**TASK DESCRIPTION**
All lines holding the string "woman" should be copied from the data below.

Start of Block

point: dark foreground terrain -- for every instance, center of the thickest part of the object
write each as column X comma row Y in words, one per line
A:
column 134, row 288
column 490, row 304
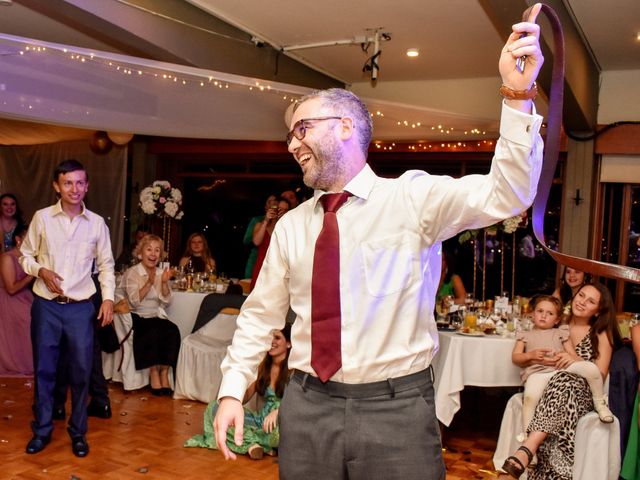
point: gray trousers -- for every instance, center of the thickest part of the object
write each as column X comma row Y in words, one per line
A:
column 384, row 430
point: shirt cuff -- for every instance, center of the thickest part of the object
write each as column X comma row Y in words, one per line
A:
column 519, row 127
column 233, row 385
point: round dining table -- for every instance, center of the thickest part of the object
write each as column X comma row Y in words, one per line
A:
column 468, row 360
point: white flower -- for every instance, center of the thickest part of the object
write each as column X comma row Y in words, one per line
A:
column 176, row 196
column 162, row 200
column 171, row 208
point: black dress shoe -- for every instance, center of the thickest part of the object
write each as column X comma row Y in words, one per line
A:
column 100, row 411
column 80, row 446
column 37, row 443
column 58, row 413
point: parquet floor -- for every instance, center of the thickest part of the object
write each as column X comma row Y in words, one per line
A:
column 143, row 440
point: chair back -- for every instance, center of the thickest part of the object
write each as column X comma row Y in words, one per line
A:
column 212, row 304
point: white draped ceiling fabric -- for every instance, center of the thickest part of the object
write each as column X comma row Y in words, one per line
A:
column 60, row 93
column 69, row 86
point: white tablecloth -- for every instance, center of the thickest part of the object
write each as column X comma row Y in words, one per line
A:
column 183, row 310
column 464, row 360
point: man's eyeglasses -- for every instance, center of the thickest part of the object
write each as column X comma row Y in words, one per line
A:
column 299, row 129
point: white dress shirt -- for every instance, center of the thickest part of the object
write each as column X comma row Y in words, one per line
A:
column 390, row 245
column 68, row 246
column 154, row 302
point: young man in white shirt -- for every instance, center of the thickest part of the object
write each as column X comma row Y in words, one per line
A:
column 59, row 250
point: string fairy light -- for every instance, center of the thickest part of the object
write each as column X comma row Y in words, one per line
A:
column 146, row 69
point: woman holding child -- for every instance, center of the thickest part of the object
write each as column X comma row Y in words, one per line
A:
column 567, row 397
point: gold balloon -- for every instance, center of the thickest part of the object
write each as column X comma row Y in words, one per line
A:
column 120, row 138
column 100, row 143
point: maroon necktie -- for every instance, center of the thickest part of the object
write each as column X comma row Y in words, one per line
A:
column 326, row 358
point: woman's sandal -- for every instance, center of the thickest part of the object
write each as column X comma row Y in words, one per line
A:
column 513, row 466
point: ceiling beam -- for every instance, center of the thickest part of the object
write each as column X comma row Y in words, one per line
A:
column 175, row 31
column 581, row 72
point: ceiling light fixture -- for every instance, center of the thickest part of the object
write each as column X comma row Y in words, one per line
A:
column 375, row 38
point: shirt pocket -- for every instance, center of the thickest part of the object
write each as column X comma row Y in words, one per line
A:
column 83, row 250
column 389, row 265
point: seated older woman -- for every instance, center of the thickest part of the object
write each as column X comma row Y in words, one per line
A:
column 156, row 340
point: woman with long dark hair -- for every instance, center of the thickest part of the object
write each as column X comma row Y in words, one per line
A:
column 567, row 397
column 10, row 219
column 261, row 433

End of Block
Start of Block

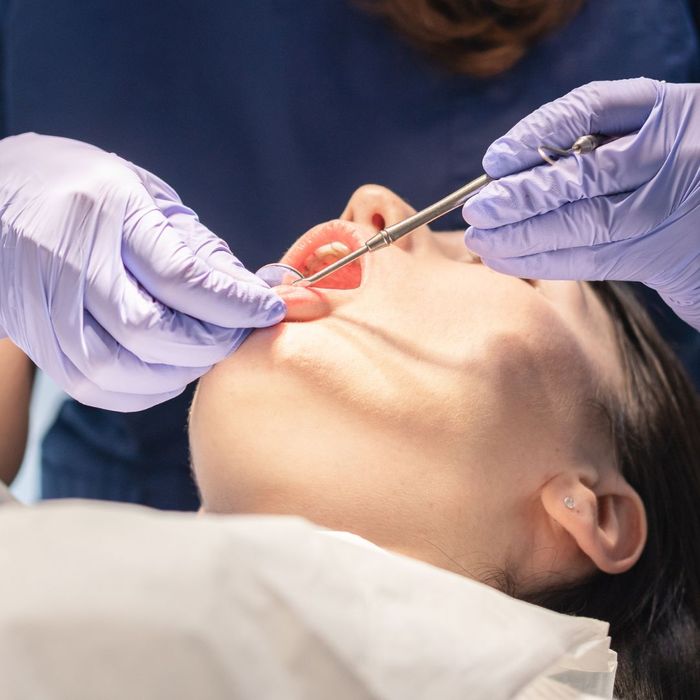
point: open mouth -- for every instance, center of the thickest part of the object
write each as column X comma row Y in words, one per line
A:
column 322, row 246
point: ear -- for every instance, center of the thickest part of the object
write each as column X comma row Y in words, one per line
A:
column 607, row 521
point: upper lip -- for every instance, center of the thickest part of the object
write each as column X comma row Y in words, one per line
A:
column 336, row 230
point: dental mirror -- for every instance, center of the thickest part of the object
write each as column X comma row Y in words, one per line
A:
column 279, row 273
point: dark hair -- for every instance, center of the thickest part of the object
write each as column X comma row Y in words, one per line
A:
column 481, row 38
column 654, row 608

End of Block

**SOLUTION FOR THIS TASK**
point: woman holding child -- for every instance, center of the thickest part of the object
point: woman's sandal -- for every instance, center of the thickest part of the object
point: seated older woman -- for every instance, center of the thickest part of the object
point: woman with long dark hair -- for every instance, center of the thickest part of the object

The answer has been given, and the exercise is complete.